===== Document excerpt =====
Do not drive, operate heavy machinery, or do other dangerous activities until you know how LATUDA affects you. LATUDA may make you drowsy.

Avoid eating grapefruit or drinking grapefruit juice while you take LATUDA since these can affect the amount of LATUDA in the blood.

Do not take LATUDA if you are allergic to any of the ingredients in LATUDA or take certain medications called CYP3A4 inhibitors or inducers. Ask your health care provider if you are not sure if you are taking any of these medications.

Tell your health care provider about all the medicines you take, including prescription and over-the-counter medicines, vitamins, and herbal supplements. LATUDA and other medicines may affect each other, causing possible serious side effects. LATUDA may affect the way other medicines work, and other medicines may affect how LATUDA works. Your health care provider can tell you if it is safe to take LATUDA with your other medicines. Do not start or stop any other medicines during treatment with LATUDA without talking to your health care provider first.

Before taking LATUDA, tell your health care provider about all of your medical conditions, including if you:

  • have or have had heart problems or stroke
  • have or have had low or high blood pressure
  • have or have had diabetes or high blood sugar, or have a family history of diabetes or high blood sugar
  • have or have had high levels of total cholesterol or triglycerides
  • have or have had high prolactin levels
  • have or have had low white blood cell count
  • have or have had seizures
  • have or have had kidney or liver problems
  • are pregnant or plan to become pregnant. It is not known if LATUDA will harm your unborn baby. Talk to your health care provider about the risk to your unborn baby if you take LATUDA during pregnancy
    • Tell your health care provider if you become pregnant or think you are pregnant during treatment with LATUDA
    • If you become pregnant during treatment with LATUDA, talk to your health care provider about registering with the National Pregnancy Registry for Atypical Antipsychotics. You can register by calling 1-866-961-2388 or going to http://womensmentalhealth.org/clinical-and-research-programs/pregnancyregistry/
  • are breastfeeding or plan to breastfeed. It is not known if LATUDA passes into your breast milk. Talk to your health care provider about the best way to feed your baby during treatment with LATUDA

The most common side effects of LATUDA include:

  • Adults with schizophrenia: sleepiness or drowsiness; restlessness or feeling like you need to move around (akathisia); difficulty moving, slow movements, or muscle stiffness; and nausea
  • Adolescents (13 to 17 years) with schizophrenia: sleepiness or drowsiness; nausea; restlessness or feeling like you need to move around (akathisia); difficulty moving, slow movements, muscle stiffness, or tremor; runny nose/nasal inflammation; and vomiting
  • Adults with bipolar depression: restlessness or feeling like you need to move around (akathisia); difficulty moving or slow movements; and sleepiness or drowsiness
  • Children (10 to 17 years) with bipolar depression: nausea; weight gain; and problems sleeping (insomnia)

These are not all the possible side effects of LATUDA. For more information, ask your health care provider or pharmacist.
===== Data to examine =====
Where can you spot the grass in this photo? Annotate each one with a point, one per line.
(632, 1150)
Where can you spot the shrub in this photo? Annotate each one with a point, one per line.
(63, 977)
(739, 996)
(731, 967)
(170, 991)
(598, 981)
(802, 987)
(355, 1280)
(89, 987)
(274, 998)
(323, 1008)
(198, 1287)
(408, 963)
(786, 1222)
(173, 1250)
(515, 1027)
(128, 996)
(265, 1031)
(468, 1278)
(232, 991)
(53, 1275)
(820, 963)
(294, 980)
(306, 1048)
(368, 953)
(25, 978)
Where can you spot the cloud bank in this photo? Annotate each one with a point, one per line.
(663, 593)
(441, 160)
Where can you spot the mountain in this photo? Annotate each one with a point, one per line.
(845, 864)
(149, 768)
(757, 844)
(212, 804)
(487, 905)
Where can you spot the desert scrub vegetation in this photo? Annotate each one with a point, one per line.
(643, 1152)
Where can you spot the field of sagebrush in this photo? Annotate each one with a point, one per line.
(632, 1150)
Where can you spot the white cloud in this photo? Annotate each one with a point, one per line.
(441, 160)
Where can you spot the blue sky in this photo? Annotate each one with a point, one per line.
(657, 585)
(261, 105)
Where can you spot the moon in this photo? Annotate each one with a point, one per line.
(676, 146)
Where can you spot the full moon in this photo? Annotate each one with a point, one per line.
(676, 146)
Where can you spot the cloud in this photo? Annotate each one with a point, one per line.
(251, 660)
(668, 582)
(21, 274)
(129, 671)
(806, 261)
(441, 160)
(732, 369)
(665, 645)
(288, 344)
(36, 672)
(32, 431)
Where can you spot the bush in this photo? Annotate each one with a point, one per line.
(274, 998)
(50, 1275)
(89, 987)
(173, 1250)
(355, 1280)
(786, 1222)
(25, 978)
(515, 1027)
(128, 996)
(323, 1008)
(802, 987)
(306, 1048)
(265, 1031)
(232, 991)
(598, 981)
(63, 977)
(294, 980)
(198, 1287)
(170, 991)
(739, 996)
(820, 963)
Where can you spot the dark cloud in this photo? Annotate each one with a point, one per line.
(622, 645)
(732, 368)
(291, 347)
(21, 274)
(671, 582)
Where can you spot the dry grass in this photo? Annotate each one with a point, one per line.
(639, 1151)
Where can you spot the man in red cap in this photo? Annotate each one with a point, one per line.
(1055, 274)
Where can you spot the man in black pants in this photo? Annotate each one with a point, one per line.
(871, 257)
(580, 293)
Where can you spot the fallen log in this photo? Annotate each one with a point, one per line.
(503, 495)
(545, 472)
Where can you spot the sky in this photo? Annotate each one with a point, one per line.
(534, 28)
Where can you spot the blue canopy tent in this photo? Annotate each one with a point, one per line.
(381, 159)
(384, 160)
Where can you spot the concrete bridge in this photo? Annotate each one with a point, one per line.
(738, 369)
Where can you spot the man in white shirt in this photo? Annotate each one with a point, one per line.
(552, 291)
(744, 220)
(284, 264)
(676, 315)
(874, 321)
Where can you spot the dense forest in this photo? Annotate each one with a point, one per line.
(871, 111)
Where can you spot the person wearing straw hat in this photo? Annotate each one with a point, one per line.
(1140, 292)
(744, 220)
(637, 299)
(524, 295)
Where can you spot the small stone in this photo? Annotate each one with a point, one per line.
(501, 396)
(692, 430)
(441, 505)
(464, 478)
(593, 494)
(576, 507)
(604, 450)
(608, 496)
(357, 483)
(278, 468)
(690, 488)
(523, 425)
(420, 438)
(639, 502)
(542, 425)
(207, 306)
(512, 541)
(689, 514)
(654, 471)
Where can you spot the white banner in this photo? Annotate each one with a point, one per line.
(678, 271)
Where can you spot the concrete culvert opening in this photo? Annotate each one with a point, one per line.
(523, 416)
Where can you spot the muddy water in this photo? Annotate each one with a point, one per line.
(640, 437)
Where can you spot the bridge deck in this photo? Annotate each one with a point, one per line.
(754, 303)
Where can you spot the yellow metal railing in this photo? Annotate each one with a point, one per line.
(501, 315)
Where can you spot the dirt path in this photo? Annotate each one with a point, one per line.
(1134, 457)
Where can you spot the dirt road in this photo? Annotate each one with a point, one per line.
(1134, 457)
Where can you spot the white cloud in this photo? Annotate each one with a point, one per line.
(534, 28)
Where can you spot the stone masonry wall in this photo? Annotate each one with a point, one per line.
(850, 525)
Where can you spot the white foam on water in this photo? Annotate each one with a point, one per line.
=====
▶ What you will do
a - In the LATUDA safety information, copy word for word the part that opens with the words "Tell your health care provider about all the" and closes with "care provider first.".
b - Decide whether each statement agrees with the LATUDA safety information. Answer yes or no, and quote the deciding words from that text.
(i) LATUDA may cause drowsiness.
(ii) It is known that LATUDA passes into breast milk.
(iii) Weight gain is among the most common side effects listed for children (10 to 17 years) with bipolar depression.
c - Write the next part of the LATUDA safety information, continuing from its final sentence.

▶ Written responses
a -
Tell your health care provider about all the medicines you take, including prescription and over-the-counter medicines, vitamins, and herbal supplements. LATUDA and other medicines may affect each other, causing possible serious side effects. LATUDA may affect the way other medicines work, and other medicines may affect how LATUDA works. Your health care provider can tell you if it is safe to take LATUDA with your other medicines. Do not start or stop any other medicines during treatment with LATUDA without talking to your health care provider first.

b -
(i) Yes: "LATUDA may make you drowsy."
(ii) No: "It is not known if LATUDA passes into your breast milk."
(iii) Yes: "Children (10 to 17 years) with bipolar depression: nausea; weight gain; and problems sleeping (insomnia)"

c -
You are encouraged to report negative side effects of prescription drugs to the FDA. Visit www.fda.gov/medwatch or call 1-800-FDA-1088.

(CANADA) Important Safety Information for LATUDA

Indications and Clinical Use:

Adults

Schizophrenia

LATUDA (lurasidone HCl) is indicated for the management of the manifestations of schizophrenia.

The antipsychotic efficacy of LATUDA was established in short-term (6-week) controlled trials. The efficacy of LATUDA in long-term use, that is, for more than 6 weeks, has not been systematically evaluated in controlled trials of patients with manifestations of schizophrenia.

Depressive Episodes Associated with Bipolar I Disorder

LATUDA is indicated as monotherapy or as adjunctive therapy with lithium or valproate for the acute management of depressive episodes associated with bipolar I disorder.

The efficacy of LATUDA for long-term use, that is, for more than 6 weeks, has not been systematically evaluated in controlled studies. The physician who elects to use LATUDA for extended periods should periodically re-evaluate the long term usefulness of the drug for the individual patient.

Geriatrics (>65 years of age):

LATUDA is not indicated in elderly patients with dementia. The safety and efficacy of LATUDA in patients 65 years of age or older has not been established.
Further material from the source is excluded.